▶ **Assignment**
Look through the records below for the line with "Target: person reflection". Return that line and each one after it up to and including the line with "point(335, 200)", exactly.

▶ **Record extracts**
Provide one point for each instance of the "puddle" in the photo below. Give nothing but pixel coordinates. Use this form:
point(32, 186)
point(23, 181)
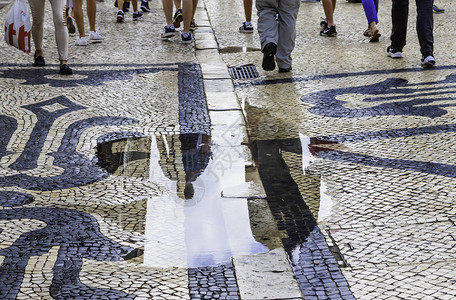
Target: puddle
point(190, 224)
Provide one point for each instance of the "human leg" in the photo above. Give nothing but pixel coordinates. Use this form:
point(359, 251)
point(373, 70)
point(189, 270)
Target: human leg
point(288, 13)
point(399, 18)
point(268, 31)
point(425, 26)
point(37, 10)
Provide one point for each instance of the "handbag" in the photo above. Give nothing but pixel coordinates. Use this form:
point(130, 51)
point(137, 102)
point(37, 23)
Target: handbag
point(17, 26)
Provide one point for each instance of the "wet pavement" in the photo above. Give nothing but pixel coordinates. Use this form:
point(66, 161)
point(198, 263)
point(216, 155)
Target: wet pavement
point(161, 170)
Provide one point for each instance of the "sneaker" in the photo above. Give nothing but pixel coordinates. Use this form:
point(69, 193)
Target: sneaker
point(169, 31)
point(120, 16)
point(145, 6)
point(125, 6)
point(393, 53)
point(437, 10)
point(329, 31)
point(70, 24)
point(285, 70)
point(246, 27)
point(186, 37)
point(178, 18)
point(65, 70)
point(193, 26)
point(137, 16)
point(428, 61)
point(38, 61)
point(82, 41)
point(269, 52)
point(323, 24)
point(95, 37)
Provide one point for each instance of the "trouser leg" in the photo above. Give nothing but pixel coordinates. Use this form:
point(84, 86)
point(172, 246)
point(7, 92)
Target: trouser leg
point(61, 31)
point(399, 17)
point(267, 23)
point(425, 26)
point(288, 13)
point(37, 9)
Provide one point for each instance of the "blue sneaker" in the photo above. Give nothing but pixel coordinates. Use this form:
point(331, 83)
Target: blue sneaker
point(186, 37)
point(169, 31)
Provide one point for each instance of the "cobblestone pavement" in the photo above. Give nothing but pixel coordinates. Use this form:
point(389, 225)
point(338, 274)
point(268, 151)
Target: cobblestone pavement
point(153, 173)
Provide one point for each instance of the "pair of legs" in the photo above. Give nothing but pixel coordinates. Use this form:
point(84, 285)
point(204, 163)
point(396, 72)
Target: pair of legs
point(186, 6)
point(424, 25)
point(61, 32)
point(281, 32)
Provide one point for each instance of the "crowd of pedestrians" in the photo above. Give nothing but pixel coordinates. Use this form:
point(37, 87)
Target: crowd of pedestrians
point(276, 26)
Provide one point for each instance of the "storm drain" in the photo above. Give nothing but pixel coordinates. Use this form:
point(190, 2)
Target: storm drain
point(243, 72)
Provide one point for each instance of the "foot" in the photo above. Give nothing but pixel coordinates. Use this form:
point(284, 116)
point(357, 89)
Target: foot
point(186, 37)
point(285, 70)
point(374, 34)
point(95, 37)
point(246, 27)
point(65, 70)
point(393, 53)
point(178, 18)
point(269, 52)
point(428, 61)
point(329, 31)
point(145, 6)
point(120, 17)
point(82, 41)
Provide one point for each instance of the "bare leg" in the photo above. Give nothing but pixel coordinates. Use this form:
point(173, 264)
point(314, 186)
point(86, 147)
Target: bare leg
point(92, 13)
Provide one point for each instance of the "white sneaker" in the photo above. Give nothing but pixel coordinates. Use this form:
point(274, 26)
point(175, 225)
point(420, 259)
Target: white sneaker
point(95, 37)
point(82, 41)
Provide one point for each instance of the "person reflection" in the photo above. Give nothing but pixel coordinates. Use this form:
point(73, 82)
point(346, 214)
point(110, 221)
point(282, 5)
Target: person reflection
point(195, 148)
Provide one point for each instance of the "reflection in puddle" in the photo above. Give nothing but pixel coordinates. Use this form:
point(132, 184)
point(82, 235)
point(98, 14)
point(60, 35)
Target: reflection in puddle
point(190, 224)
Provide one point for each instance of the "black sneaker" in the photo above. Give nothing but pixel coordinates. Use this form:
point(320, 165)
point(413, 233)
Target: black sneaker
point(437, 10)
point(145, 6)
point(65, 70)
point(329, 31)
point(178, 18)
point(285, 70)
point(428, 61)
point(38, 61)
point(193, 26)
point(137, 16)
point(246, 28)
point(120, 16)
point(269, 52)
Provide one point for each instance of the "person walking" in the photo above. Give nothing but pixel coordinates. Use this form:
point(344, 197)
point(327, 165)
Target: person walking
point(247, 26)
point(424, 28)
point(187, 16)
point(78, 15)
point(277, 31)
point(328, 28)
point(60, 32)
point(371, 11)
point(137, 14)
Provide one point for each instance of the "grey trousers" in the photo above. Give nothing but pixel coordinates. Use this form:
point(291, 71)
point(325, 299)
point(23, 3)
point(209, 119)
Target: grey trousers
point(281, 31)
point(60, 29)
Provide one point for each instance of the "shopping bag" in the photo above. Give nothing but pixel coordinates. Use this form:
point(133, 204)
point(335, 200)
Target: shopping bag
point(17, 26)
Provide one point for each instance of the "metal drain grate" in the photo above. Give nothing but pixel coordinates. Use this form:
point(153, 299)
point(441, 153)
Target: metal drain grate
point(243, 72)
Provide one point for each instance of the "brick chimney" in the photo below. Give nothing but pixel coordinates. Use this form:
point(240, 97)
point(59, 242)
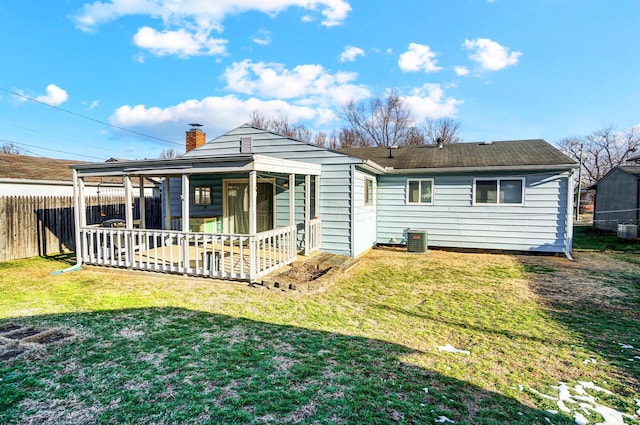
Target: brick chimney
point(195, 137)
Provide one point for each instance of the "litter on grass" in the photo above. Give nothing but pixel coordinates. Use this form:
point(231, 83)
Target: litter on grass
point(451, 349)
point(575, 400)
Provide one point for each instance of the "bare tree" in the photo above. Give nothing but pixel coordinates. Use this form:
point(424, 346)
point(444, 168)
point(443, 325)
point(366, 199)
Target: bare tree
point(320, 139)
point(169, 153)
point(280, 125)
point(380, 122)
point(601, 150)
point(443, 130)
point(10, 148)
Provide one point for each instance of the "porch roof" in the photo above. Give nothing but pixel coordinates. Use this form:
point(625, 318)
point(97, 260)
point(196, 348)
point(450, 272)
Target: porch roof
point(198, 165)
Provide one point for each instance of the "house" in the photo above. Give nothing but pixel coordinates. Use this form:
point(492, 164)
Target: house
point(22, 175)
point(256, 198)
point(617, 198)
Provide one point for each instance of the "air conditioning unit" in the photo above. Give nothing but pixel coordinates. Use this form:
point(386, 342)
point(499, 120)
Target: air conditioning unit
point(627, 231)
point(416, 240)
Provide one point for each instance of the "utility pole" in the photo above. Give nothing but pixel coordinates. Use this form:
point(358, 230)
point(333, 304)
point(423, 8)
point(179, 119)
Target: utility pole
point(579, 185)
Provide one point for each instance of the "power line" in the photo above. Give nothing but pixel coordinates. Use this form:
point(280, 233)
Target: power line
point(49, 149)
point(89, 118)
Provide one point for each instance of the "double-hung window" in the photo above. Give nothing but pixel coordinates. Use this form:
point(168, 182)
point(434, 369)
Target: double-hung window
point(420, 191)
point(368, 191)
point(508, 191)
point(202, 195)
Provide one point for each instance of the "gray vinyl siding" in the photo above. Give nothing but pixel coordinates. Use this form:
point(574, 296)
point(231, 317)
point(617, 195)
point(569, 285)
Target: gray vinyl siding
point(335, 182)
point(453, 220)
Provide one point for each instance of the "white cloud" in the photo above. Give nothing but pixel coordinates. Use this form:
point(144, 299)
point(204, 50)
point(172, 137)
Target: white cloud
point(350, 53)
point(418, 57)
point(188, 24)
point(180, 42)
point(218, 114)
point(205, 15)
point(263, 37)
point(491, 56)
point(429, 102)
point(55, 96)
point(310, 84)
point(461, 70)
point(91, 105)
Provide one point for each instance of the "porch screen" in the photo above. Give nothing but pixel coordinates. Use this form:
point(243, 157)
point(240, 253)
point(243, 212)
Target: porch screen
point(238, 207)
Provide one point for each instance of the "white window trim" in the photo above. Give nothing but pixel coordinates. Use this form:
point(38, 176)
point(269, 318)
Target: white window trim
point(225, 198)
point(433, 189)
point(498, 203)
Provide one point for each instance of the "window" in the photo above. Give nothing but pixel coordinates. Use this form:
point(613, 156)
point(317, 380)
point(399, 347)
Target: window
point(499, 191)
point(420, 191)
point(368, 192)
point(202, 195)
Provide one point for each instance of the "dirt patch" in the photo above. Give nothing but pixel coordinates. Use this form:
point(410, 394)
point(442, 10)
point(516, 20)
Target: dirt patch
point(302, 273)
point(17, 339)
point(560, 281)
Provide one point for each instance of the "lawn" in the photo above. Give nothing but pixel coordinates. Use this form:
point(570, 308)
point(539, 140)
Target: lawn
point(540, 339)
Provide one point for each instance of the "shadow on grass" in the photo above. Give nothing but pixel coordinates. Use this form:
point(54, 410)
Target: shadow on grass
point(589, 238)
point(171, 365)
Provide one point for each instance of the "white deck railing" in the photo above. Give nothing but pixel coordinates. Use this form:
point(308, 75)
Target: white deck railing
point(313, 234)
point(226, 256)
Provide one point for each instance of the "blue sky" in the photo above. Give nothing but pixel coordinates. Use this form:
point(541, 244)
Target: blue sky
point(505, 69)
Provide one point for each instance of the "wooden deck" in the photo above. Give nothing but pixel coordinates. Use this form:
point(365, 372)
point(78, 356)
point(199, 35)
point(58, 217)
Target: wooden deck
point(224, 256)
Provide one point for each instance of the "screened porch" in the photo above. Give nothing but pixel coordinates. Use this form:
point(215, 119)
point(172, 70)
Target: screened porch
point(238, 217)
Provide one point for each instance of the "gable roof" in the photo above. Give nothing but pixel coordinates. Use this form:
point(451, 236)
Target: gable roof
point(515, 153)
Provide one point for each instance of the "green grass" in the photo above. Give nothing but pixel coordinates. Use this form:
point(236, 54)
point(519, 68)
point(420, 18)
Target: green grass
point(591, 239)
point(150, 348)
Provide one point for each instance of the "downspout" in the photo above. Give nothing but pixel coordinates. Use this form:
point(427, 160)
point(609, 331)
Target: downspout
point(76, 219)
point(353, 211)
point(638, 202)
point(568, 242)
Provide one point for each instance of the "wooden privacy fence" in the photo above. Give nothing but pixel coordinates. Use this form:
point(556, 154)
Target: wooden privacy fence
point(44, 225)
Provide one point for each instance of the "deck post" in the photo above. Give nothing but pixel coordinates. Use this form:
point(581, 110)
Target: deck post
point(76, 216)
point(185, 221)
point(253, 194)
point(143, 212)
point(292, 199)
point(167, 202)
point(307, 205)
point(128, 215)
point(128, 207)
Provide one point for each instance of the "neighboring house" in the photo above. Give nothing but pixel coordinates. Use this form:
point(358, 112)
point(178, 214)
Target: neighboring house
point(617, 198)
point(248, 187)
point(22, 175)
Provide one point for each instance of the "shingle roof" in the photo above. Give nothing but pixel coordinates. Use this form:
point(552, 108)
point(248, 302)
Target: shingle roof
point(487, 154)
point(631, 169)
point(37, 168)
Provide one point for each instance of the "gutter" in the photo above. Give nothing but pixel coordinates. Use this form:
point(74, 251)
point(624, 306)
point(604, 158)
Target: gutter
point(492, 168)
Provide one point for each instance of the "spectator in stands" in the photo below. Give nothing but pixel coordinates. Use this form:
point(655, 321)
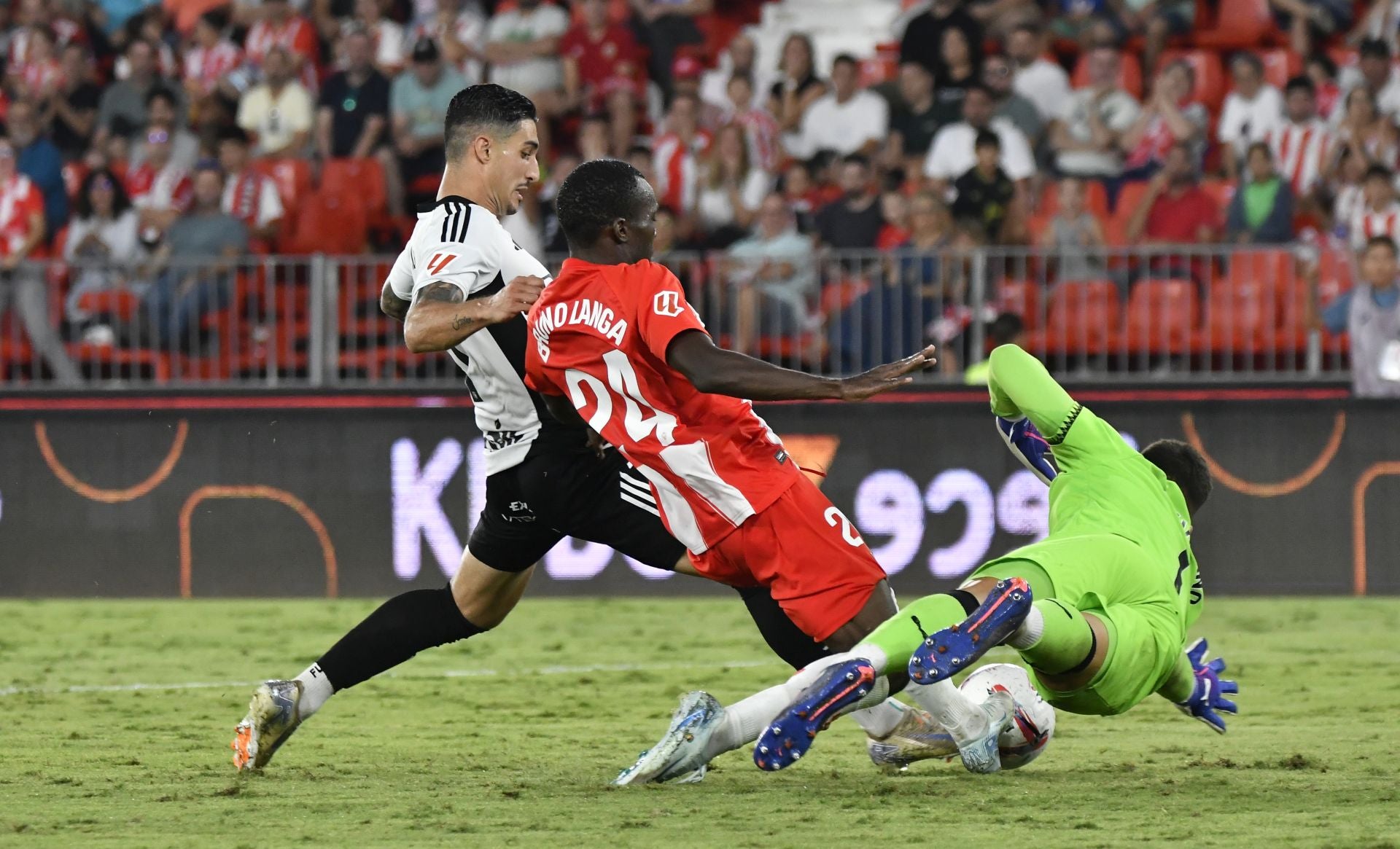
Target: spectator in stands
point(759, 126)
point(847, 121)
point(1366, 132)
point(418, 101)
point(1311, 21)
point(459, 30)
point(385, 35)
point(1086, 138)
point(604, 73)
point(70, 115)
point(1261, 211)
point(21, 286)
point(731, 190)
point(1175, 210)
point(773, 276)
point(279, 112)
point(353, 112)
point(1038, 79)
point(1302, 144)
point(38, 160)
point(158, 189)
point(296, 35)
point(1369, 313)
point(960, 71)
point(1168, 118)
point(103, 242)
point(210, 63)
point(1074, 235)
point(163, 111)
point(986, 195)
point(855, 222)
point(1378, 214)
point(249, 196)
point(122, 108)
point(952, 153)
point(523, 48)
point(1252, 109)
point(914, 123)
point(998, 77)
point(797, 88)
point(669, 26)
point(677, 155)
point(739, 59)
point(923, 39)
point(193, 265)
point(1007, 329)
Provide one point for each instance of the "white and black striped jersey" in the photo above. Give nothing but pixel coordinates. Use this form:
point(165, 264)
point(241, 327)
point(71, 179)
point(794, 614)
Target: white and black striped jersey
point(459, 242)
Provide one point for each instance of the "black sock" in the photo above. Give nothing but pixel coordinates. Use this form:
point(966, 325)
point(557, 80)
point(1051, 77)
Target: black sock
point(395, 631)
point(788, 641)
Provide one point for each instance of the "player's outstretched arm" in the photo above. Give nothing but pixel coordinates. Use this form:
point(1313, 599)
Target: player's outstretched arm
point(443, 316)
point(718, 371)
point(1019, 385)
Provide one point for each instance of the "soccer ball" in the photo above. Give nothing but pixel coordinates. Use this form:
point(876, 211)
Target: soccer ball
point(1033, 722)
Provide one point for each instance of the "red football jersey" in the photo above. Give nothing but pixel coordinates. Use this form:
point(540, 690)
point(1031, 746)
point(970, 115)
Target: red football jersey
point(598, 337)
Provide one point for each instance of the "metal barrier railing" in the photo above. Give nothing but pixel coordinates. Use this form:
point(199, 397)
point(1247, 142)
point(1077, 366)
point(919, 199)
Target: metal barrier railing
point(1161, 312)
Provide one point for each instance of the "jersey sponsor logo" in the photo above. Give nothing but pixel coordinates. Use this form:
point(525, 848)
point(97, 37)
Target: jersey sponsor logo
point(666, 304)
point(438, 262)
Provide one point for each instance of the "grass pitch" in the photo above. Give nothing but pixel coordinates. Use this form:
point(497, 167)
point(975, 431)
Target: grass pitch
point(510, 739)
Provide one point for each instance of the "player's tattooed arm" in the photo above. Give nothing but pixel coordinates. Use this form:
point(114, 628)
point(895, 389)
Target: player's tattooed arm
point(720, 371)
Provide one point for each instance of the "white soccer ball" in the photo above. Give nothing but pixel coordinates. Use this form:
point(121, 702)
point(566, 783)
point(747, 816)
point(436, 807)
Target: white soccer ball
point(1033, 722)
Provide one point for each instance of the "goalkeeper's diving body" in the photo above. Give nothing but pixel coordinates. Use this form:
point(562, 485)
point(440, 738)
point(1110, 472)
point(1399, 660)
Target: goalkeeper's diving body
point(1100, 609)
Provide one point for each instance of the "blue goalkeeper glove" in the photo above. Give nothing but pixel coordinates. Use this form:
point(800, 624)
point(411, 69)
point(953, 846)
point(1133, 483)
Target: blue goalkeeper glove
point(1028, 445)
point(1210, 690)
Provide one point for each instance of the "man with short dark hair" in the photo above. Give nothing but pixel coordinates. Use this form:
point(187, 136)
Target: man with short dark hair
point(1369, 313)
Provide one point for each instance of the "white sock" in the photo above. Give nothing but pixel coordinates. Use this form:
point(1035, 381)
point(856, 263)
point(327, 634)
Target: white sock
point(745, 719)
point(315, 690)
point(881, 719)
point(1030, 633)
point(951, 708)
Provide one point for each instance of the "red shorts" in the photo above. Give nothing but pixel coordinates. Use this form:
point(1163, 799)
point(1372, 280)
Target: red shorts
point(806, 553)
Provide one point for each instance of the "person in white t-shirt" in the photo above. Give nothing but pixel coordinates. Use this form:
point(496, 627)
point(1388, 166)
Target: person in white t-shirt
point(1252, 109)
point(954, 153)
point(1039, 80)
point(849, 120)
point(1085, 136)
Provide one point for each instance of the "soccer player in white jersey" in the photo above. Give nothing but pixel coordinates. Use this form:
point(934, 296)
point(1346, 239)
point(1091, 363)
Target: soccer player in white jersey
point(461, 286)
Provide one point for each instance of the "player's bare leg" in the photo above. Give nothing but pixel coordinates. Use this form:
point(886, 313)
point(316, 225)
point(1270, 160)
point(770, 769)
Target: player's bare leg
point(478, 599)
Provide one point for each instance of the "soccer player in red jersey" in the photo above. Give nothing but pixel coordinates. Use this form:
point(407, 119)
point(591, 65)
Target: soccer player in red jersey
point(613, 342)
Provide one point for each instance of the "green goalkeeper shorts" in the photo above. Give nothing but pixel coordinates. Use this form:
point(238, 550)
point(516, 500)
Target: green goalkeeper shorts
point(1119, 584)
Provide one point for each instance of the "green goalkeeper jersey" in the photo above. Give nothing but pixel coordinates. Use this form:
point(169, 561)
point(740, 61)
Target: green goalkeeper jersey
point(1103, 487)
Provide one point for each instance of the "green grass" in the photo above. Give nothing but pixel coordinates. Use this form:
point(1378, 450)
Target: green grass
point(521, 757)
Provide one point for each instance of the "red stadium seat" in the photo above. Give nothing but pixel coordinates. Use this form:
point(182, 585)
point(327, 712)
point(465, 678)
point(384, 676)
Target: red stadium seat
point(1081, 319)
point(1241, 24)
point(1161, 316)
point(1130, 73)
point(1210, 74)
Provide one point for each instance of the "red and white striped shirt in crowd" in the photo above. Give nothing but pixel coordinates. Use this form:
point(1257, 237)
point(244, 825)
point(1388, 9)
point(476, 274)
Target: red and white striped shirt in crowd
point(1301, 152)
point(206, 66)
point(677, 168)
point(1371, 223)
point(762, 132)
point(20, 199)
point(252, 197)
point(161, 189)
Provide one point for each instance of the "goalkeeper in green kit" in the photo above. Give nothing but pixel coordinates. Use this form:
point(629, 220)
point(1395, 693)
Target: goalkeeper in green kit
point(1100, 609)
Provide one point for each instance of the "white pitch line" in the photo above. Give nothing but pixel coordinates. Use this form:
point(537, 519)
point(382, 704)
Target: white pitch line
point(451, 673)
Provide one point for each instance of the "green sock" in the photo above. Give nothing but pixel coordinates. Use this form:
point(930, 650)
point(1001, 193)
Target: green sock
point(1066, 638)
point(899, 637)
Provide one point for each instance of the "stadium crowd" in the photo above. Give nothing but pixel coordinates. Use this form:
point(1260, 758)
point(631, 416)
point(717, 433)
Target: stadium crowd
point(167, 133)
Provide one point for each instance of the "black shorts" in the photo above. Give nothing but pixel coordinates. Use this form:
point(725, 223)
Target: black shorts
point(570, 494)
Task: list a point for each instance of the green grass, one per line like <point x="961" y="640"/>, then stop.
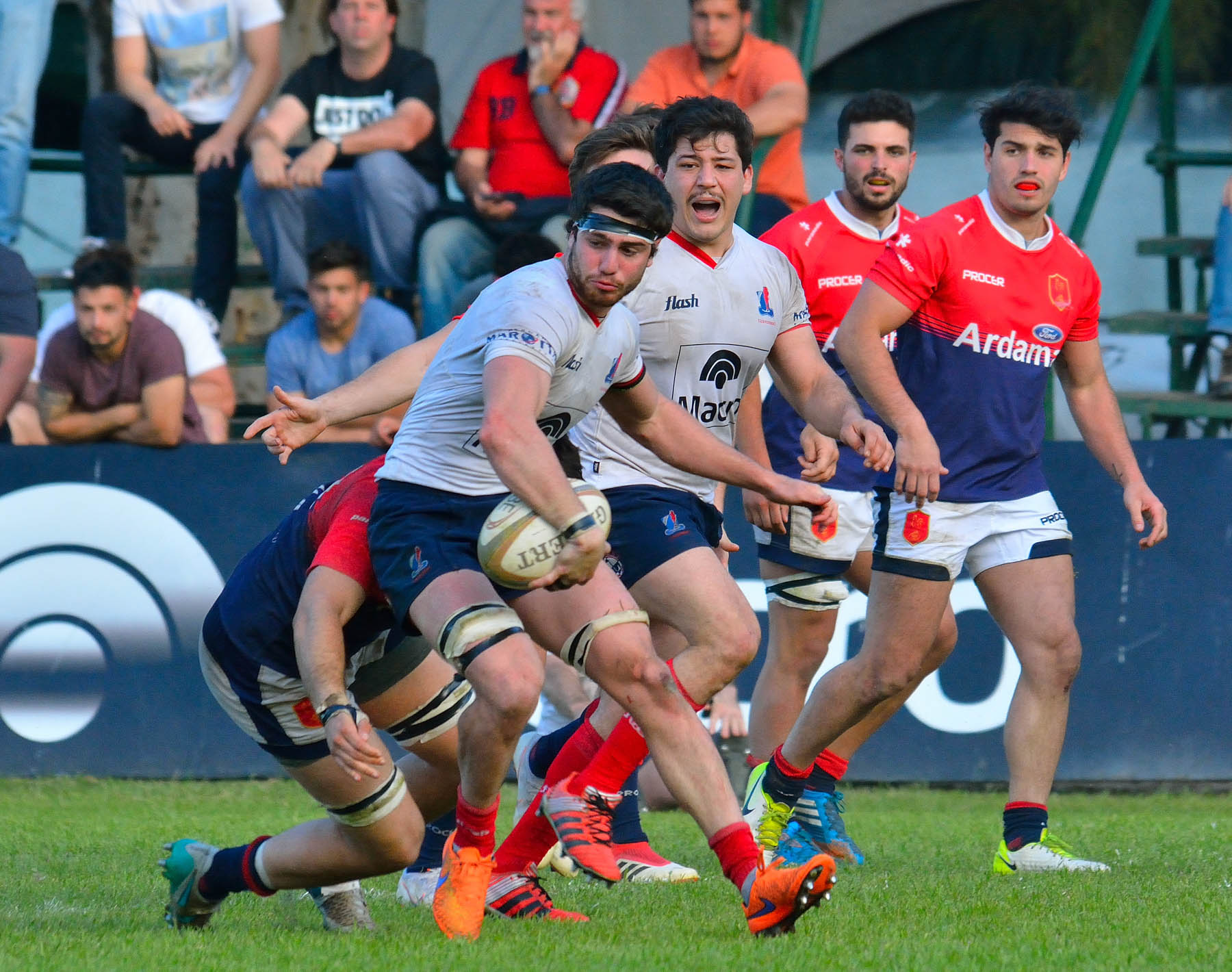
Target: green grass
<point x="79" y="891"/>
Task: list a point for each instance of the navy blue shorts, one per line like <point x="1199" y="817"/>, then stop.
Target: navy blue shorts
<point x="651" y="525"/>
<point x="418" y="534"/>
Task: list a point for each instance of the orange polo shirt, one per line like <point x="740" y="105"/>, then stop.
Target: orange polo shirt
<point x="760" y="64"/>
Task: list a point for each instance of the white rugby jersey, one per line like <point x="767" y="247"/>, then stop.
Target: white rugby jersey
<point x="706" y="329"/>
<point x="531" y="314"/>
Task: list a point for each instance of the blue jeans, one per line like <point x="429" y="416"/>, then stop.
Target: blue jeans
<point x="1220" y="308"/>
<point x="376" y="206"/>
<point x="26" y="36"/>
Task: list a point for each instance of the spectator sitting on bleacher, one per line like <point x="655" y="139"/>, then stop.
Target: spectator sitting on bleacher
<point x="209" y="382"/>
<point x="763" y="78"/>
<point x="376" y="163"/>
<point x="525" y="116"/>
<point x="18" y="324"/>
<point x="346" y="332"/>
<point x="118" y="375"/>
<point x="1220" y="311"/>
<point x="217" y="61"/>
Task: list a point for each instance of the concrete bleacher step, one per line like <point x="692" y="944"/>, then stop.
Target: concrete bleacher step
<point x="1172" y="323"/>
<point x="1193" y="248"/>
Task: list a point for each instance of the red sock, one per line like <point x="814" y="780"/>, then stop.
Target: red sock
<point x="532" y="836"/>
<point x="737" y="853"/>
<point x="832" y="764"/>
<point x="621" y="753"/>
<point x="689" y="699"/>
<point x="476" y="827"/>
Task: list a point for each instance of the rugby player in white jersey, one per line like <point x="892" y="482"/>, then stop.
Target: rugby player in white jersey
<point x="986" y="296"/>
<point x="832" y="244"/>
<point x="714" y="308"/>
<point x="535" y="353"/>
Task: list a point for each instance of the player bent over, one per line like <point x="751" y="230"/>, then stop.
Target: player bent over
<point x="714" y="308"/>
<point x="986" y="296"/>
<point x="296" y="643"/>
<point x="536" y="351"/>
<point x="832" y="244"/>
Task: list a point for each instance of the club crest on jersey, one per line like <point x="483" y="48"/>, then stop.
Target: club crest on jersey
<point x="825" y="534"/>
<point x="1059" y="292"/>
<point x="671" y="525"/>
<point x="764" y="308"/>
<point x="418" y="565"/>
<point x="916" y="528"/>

▶ **The completed task**
Target: person reflection
point(195, 148)
Provide one point for each instance of the "reflection in puddle" in the photo above. Give nothing but pixel coordinates. Use this form:
point(132, 184)
point(82, 235)
point(98, 14)
point(60, 35)
Target: reflection in puddle
point(190, 224)
Provide one point for each instance of the "black sneaker" in the photo above. Give nothing but pixel coordinates. Use this form:
point(320, 165)
point(413, 233)
Target: black sneaker
point(437, 10)
point(145, 6)
point(65, 70)
point(329, 31)
point(178, 18)
point(285, 70)
point(428, 61)
point(38, 61)
point(193, 26)
point(137, 16)
point(246, 28)
point(120, 16)
point(269, 52)
Provide one point for each instance of the "person walking" in the photo above. Give nothing but pixel coordinates. Use this form:
point(344, 197)
point(327, 165)
Target: person walking
point(247, 26)
point(424, 28)
point(187, 16)
point(78, 15)
point(277, 31)
point(328, 28)
point(60, 32)
point(371, 11)
point(137, 14)
Provide one point for each instance of the "grey trousers" in the photo above. Give nothing but pixel coordinates. Use this form:
point(291, 71)
point(325, 299)
point(23, 3)
point(209, 119)
Target: grey trousers
point(281, 31)
point(60, 29)
Provide one point for each instance of the "shopping bag" in the photo above. Give nothing but pixel coordinates. Use this form:
point(133, 204)
point(335, 200)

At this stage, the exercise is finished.